CONSIGNE ÉCRITE A: Recopiez mot pour mot le passage du texte fourni qui va de « Vous nous faites » jusqu'à « d’une grande utilité. » inclus.

TEXTE FOURNI:
========

Ce texte a été publié dans Le Journal de Paris daté du lundi 26 avril 1784 1784 . Si j’en crois Pour la Science, il est attribué à Benjamin Franklin, plus connu pour ses travaux sur l’électricité et sa participation à la fondation des États-Unis d’Amérique.

Pourquoi le présenter dans la rubrique des Incontournables et autres fondateurs de la SF ? Parce qu’il montre que dès le XVIIIe siècle, certains se faisaient déjà la remarque du découplage entre nos modes de vie citadins et les cycles naturels du monde. Du développement durable avec 240 ans d’avance... si c’est pas de la SF ça ! :-P

Économie

Aux Auteurs du Journal.

Messieurs,

Vous nous faites souvent part des découvertes nouvelles ; permettez-moi de vous en communiquer une dont je suis moi-même l’Auteur, & que je crois pouvoir être d’une grande utilité.

========

[Données d'annotation par points]
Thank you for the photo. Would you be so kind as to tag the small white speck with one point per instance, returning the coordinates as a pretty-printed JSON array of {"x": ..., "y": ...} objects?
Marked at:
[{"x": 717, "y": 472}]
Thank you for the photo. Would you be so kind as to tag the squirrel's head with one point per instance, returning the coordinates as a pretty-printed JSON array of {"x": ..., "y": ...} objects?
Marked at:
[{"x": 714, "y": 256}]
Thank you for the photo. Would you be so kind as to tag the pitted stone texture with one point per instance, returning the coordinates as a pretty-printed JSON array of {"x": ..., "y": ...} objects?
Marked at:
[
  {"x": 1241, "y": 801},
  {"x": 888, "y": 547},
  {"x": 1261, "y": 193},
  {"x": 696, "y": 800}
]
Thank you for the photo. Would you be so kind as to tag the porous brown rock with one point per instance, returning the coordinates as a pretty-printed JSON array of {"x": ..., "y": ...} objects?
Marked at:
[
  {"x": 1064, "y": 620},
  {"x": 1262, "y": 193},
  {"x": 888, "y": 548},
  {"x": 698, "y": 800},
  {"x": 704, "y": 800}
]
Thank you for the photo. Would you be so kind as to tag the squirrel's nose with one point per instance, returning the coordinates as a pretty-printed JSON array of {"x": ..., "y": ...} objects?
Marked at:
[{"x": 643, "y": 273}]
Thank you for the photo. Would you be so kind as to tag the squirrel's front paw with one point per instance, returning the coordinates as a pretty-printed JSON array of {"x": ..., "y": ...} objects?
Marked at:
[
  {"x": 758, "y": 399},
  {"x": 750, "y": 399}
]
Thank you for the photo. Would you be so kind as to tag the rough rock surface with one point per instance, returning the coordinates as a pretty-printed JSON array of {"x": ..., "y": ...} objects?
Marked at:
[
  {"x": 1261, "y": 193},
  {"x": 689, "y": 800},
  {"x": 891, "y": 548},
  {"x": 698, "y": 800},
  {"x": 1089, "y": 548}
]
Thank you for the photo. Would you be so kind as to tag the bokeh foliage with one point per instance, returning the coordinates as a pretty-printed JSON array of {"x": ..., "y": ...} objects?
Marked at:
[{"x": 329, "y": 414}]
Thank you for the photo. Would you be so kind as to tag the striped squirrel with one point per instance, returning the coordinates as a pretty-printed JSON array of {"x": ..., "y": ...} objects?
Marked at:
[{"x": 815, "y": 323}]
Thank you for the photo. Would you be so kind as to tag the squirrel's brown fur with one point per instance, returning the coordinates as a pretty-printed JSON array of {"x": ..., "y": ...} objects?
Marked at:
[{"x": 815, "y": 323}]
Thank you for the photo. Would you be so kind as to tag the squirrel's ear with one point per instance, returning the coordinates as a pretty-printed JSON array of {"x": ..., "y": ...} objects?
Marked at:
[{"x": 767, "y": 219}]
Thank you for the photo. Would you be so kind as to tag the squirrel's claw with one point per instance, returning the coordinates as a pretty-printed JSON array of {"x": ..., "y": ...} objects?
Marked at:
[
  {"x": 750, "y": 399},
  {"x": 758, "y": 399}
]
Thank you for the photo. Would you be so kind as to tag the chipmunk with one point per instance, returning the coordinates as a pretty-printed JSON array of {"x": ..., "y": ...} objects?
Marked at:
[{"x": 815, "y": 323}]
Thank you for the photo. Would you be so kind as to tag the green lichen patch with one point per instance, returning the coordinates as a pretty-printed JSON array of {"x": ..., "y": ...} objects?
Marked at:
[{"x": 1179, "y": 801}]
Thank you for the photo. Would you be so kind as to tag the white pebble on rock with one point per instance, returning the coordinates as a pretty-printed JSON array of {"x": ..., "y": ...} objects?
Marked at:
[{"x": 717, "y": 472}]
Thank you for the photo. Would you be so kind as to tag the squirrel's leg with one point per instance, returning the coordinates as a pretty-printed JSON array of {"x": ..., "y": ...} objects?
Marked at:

========

CONSIGNE ÉCRITE B: Mettez sous forme de liste numérotée les lignes des entrées, de celle qui contient « tag the chipmunk » jusqu'à la fin des entrées, en laissant de côté les lignes vides.

RÉPONSE FINALE A:
Vous nous faites souvent part des découvertes nouvelles ; permettez-moi de vous en communiquer une dont je suis moi-même l’Auteur, & que je crois pouvoir être d’une grande utilité.

RÉPONSE FINALE B:
1. Thank you for the photo. Would you be so kind as to tag the chipmunk with one point per instance, returning the coordinates as a pretty-printed JSON array of {"x": ..., "y": ...} objects?
2. Marked at:
3. [{"x": 815, "y": 323}]
4. Thank you for the photo. Would you be so kind as to tag the green lichen patch with one point per instance, returning the coordinates as a pretty-printed JSON array of {"x": ..., "y": ...} objects?
5. Marked at:
6. [{"x": 1179, "y": 801}]
7. Thank you for the photo. Would you be so kind as to tag the white pebble on rock with one point per instance, returning the coordinates as a pretty-printed JSON array of {"x": ..., "y": ...} objects?
8. Marked at:
9. [{"x": 717, "y": 472}]
10. Thank you for the photo. Would you be so kind as to tag the squirrel's leg with one point per instance, returning the coordinates as a pretty-printed JSON array of {"x": ..., "y": ...} objects?
11. Marked at:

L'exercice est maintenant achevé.